+++ MATERIAL TO PROCESS

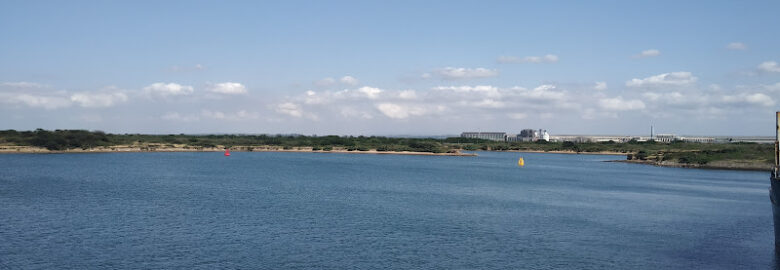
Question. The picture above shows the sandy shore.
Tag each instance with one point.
(183, 148)
(568, 152)
(742, 165)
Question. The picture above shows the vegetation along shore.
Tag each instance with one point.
(748, 156)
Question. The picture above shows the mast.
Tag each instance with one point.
(777, 146)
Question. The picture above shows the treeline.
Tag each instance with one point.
(678, 151)
(70, 139)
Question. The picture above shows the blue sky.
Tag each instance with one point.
(384, 68)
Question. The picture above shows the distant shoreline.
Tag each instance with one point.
(568, 152)
(142, 149)
(734, 165)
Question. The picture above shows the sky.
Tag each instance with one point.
(391, 67)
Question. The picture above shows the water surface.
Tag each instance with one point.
(344, 211)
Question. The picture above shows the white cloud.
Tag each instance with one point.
(39, 101)
(174, 116)
(769, 66)
(290, 109)
(486, 90)
(23, 85)
(228, 88)
(451, 73)
(648, 53)
(407, 94)
(736, 46)
(349, 80)
(773, 87)
(666, 79)
(97, 100)
(370, 92)
(349, 112)
(600, 86)
(237, 116)
(168, 89)
(325, 82)
(518, 116)
(620, 104)
(195, 67)
(399, 111)
(755, 99)
(550, 58)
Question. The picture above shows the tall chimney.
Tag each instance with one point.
(777, 140)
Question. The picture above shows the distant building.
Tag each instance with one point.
(545, 135)
(493, 136)
(665, 138)
(698, 139)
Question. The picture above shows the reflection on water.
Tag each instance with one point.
(335, 211)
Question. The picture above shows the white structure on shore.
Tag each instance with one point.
(493, 136)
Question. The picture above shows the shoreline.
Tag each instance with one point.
(155, 149)
(567, 152)
(717, 165)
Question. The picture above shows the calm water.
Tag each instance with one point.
(341, 211)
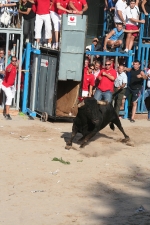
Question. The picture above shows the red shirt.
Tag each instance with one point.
(78, 4)
(88, 79)
(53, 6)
(42, 7)
(64, 4)
(9, 78)
(105, 83)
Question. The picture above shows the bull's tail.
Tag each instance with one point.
(111, 125)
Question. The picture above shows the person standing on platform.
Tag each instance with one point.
(42, 16)
(8, 85)
(106, 79)
(78, 6)
(132, 14)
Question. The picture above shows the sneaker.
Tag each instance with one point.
(45, 45)
(49, 45)
(7, 116)
(132, 121)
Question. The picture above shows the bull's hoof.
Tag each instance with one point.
(68, 147)
(126, 140)
(83, 145)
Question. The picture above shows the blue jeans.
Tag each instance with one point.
(147, 94)
(103, 95)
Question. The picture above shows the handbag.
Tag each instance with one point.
(5, 17)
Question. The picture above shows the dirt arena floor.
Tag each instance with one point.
(106, 183)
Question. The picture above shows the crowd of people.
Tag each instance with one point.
(124, 17)
(111, 85)
(103, 82)
(43, 18)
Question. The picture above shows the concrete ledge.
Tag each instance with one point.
(140, 116)
(13, 112)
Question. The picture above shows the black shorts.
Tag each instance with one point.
(135, 94)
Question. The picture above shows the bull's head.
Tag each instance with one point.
(102, 102)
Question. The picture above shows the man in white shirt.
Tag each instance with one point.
(120, 12)
(120, 87)
(132, 21)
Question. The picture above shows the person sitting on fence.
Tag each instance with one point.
(29, 20)
(62, 7)
(132, 14)
(3, 4)
(110, 7)
(42, 16)
(146, 10)
(2, 65)
(78, 6)
(88, 81)
(106, 79)
(120, 86)
(96, 46)
(135, 85)
(147, 92)
(56, 23)
(115, 38)
(86, 63)
(120, 12)
(8, 85)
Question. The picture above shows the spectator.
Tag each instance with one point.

++++++

* TO DO:
Rewrite every line from the line with "Question. The picture above shows the crowd" up to and including the last line of the items, requests included. Multiply each point coordinate in the answers by 1.9 and round to whole numbers, with halves rounded up, leaving the request lines unchanged.

* ANSWER TO THE TASK:
Question. The picture above shows the crowd of people.
Tag each instance with one point.
(236, 32)
(211, 162)
(196, 156)
(82, 34)
Question. The picture above shows the concrete ledge.
Tag each instance with one point.
(266, 220)
(25, 213)
Question. The picture above shows the black shorts.
Tag each instance with one point.
(257, 179)
Question. The picture above shows the bull's head.
Tag each instance with one point.
(194, 194)
Question. The picture above shows the man in white shirt.
Tag each instance with one point.
(228, 23)
(228, 165)
(251, 40)
Question. The picture above shows the person sitting on fence.
Tag each instance with one point.
(55, 38)
(118, 13)
(251, 27)
(6, 8)
(209, 13)
(80, 30)
(277, 19)
(4, 124)
(148, 11)
(167, 154)
(201, 150)
(228, 163)
(182, 87)
(257, 162)
(279, 175)
(106, 44)
(219, 72)
(163, 120)
(228, 23)
(15, 162)
Question. The picture above shows the spectator.
Tag each instance with one point.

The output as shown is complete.